> **EXERCISE OBJECTIVE**
Copy every line of the data below verbatim, leaving out the pictures.

> **DATA FOR THIS TASK**
-- START --
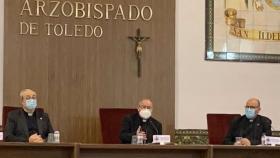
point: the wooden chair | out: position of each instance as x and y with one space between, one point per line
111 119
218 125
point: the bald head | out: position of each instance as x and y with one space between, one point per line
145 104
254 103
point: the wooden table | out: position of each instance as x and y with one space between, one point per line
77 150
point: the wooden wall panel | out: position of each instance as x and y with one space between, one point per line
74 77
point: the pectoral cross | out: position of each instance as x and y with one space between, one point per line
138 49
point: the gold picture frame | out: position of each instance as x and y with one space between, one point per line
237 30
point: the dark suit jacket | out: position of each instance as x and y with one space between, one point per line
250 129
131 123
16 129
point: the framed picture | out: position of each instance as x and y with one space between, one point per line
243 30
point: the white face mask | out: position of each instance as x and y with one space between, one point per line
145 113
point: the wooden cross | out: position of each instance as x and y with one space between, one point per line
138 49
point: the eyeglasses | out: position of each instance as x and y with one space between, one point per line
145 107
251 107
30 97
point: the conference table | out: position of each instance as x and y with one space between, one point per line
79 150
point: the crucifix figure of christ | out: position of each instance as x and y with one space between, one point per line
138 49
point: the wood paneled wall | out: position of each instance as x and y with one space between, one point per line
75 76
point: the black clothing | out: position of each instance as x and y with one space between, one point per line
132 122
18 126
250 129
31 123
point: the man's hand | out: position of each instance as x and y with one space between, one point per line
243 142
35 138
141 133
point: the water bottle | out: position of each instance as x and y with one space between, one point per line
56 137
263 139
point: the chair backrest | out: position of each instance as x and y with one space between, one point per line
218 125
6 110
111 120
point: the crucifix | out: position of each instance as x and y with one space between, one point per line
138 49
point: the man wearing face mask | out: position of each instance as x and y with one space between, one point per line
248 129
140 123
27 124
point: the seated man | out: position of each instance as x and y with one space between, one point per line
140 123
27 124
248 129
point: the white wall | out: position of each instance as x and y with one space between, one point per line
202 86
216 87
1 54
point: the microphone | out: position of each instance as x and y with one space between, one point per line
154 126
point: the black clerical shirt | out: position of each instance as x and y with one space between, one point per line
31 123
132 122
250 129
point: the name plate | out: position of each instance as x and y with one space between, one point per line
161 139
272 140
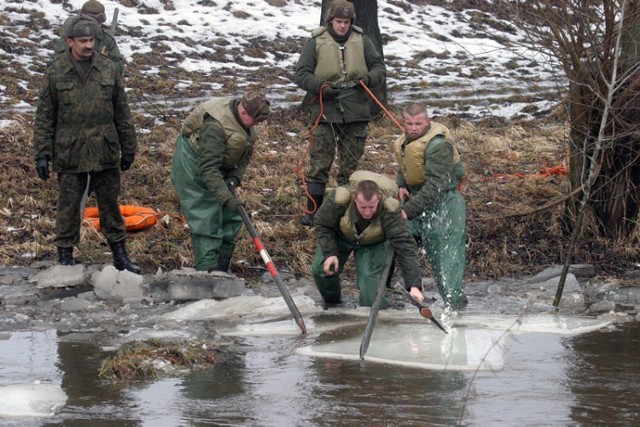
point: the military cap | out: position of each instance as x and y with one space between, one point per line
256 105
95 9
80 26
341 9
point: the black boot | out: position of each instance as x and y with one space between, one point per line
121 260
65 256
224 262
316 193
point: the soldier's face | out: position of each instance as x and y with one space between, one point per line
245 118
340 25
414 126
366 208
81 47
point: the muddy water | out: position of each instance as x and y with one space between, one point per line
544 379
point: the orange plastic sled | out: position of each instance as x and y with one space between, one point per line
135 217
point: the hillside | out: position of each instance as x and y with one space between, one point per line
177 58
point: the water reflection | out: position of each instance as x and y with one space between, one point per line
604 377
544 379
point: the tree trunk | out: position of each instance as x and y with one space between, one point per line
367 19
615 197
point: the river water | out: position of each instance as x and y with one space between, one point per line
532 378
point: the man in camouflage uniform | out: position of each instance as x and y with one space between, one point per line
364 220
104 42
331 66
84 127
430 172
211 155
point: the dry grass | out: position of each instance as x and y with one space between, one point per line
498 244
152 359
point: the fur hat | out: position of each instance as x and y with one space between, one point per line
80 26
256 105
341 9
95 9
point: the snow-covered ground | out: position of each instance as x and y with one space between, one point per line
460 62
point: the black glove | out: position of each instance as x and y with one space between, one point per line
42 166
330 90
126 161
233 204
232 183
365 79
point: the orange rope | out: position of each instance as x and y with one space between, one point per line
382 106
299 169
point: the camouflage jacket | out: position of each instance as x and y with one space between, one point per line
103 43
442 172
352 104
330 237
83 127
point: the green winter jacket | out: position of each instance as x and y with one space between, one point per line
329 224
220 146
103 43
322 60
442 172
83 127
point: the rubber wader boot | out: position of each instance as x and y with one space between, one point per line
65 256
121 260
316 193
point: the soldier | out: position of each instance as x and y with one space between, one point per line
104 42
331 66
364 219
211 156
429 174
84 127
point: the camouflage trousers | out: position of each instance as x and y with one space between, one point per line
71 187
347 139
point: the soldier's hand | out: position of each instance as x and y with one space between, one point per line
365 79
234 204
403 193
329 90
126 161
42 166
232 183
-- END --
> **WRITTEN ANSWER**
point: the wooden chair | out: position of each instance as x and y with one space between, one point per line
111 119
218 125
point: the bald head | out: position of each instance as x and y with one space between, one point per line
145 104
254 103
point: the wooden table | out: position of each instance as x and y with one space between, one point per line
77 150
point: the wooden wall panel | out: position of each instance as x and y with one space between, one point per line
74 77
point: the pectoral cross | out: position of each instance as x and y with one space between, one point per line
138 49
point: the gold picture frame | out: position of each instance as x and y with one space between, one point per line
237 30
point: the dark suit jacket | out: position of each instance as x and y with one space between, one point per line
250 129
131 123
16 129
point: the framed picture | out: position of each instance as x and y with one space between, one point per line
243 30
point: the white face mask | out: position of each instance as x and y with one space between, one point per line
145 113
point: the wooden cross | out: position of each instance as x and y with one space between, one point per line
138 49
point: the eyeglasses | out: position of each instance as x and y with one space between, one point per line
145 107
251 107
30 97
point: the conference table | out: position of each instance as x and y with one space between, one point per line
79 150
point: the crucifix figure of christ | out: position of each instance as x and y with one space between, one point per line
138 49
point: the wood paneled wall | out: position of each instance as x and y with one space between, one point per line
75 76
point: the black clothing | out: position of each instance as x and y with one space between, one point per line
132 122
18 126
250 129
31 123
point: the man's hand | out: position of each instance as x and y with one space between, one point per line
243 142
35 138
141 133
point: the water bottle | out: position of each instance as x and y with one space between, one point per line
56 137
263 139
point: the chair backrest | out: position of each instance as x and y with one space between, one point per line
218 125
6 110
111 120
point: the crucifix | out: position of each instance as x and y with one space between, one point per line
138 49
point: the man wearing face mask | out: position of each instance as x and y with one space between, one point per line
248 129
140 123
27 124
point: the seated man | out: position of each instance as x and y with one space between, one point per line
140 123
27 124
248 129
point: the white wall | out: position of each instance as x and y with one space between, one point per line
202 86
216 87
1 54
point: the microphone | out: position of each instance as x and y with one space between, one point per line
154 126
point: the black clerical shirt | out: position of each instance as x and y with one space between, one point per line
31 123
132 122
250 129
point: the name plate | out: position of each instance as x and y with one space between, one point per line
161 139
272 140
point: the military cap | out: position of each instance as x and y with one space between, one point per line
256 105
95 9
80 26
341 9
point: the black boot | out: position of each instance as x and y with one space between, one point per line
121 260
65 256
224 262
316 193
point: the soldier's face | out: position of each instance as x and y with one space between, one point per line
245 118
340 25
414 126
366 208
81 47
point: the muddy water | out: position of each instance as x and y with one space between, one point per line
544 379
point: the orange plastic sled | out: position of each instance as x and y with one space between, one point per line
135 217
point: the hillside | out: position of each instance as x and y with one space between, one point per line
177 58
point: the water reflection | out: position of each instance as x and y with one space between, one point per line
604 377
544 379
point: the tree trunk | out: position of each instance as x and y with one space between, one point per line
367 19
615 197
point: the river water | out: position of each instance as x and y with one space between, one point per line
532 378
point: the man in camouflage uniform | out: position of each instance as x and y with one space between, one point per line
364 220
104 42
331 66
84 127
430 172
211 155
point: the dry grass | out: position of each instance as x and y with one space between, one point per line
498 244
152 359
point: the fur hat | out: position of each instance as x and y with one space between, one point per line
80 26
256 105
341 9
95 9
point: the snow-covered ground | out: position of each instance as x and y with one space between, one point per line
460 62
point: the black glove | out: position of each instance as x and y with one space between, one point per line
42 166
330 90
126 161
233 204
232 183
365 79
point: the orange rope | out: position of each instance as x and y with one space between, one point per line
382 106
299 169
point: the camouflage jacket | out: position of each instance as x and y with one space between, one point per line
103 43
442 172
352 104
330 237
83 127
point: the green winter jacket | out: position of each instance as x and y with one space between, one point per line
329 224
220 146
103 43
322 60
442 172
83 127
point: the rubber wader boot | out: position of each instance as x and y with one space between, one point per line
65 256
121 260
316 193
point: the soldier | out: position of each instance as x and y with one space between, one point per line
104 42
331 66
364 219
211 156
429 174
84 127
point: the camouflage trousers | out: position of each instance as x and y with one space between, one point per line
71 187
347 139
point: the soldier's hand | out: position of each instance as x and y with one space between, one point per line
365 79
234 204
403 193
329 90
126 161
42 166
232 183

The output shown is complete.